• STUDY QUESTIONS:
**a.** Retype the stretch from "By 2017, the" through "PMAB is facing." in the news item on the Presbyterian Mission Agency Board's money troubles, leaving every word and mark unchanged.
**b.** Answer these from the news item on the Presbyterian Mission Agency Board's money troubles:
(i) Who is the chief financial officer who gave the executive committee the news?
(ii) On what date does the new interim executive director start work?
(iii) In what month does the 2016 General Assembly meet?

Come 2017, the Presbyterian Mission Agency Board can no longer spend more money than it has. That was the news given to the PMAB’s executive committee by Earline Williams, deputy executive director of Shared Services and chief financial officer.
By 2017, the PMA’s reserve funds – called the Presbyterian Mission Program Fund (PMPF) – will be depleted so there will be no more balancing the agency’s spending by dipping into the reserves.
Williams, PMA co-manager along with Barry Creech until the new interim executive director Tony De La Rosa begins work on Dec. 1, spoke of the upcoming “financial cliff” the PMAB is facing.
“We are going to have to make hard decisions,” she said, “because we will no longer have unrestricted reserves.”
Williams told the executive committee that as the PMAB and staff work on the 2017-2018 mission work plan – or budget – that it “must create the road map to live into our financial reality. We cannot spend more than we receive … unless someone writes a big check.”
PMAB Chair Marilyn Gamm asked Williams to clarify “will we have to start cutting [programs and staff] in 2016?”
The answer is yes. The PMAB’s 2017-2018 budget must be approved by the 2016 General Assembly which meets in June. Therefore, the budget must be approved by the PMAB’s April meeting. That budget is expected to include program cuts and possible PCUSA staff layoffs.

• GIVEN RECORDS:
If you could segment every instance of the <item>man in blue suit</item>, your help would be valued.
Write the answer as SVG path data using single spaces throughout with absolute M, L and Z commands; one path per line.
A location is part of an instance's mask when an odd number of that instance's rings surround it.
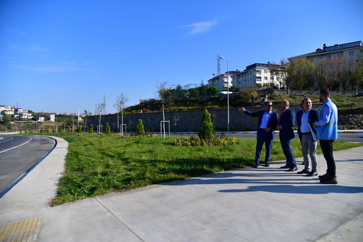
M 257 144 L 256 144 L 256 155 L 254 158 L 254 167 L 258 167 L 260 164 L 260 157 L 261 155 L 262 146 L 265 143 L 266 155 L 265 158 L 265 166 L 270 166 L 271 156 L 271 148 L 273 140 L 274 131 L 278 122 L 277 114 L 272 111 L 272 102 L 267 101 L 265 103 L 265 110 L 261 109 L 258 112 L 251 112 L 246 110 L 243 107 L 238 109 L 252 117 L 258 117 L 258 125 L 257 130 Z
M 294 126 L 295 125 L 295 112 L 289 108 L 290 103 L 287 100 L 284 100 L 280 104 L 280 110 L 282 111 L 280 115 L 279 124 L 277 128 L 280 131 L 280 142 L 286 157 L 286 165 L 281 169 L 289 168 L 287 171 L 297 171 L 297 166 L 295 156 L 291 150 L 291 141 L 295 138 Z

• TASK-BY-TASK RESULTS:
**a.**
By 2017, the PMA’s reserve funds – called the Presbyterian Mission Program Fund (PMPF) – will be depleted so there will be no more balancing the agency’s spending by dipping into the reserves.
Williams, PMA co-manager along with Barry Creech until the new interim executive director Tony De La Rosa begins work on Dec. 1, spoke of the upcoming “financial cliff” the PMAB is facing.

**b.**
(i) Earline Williams
(ii) Dec. 1
(iii) June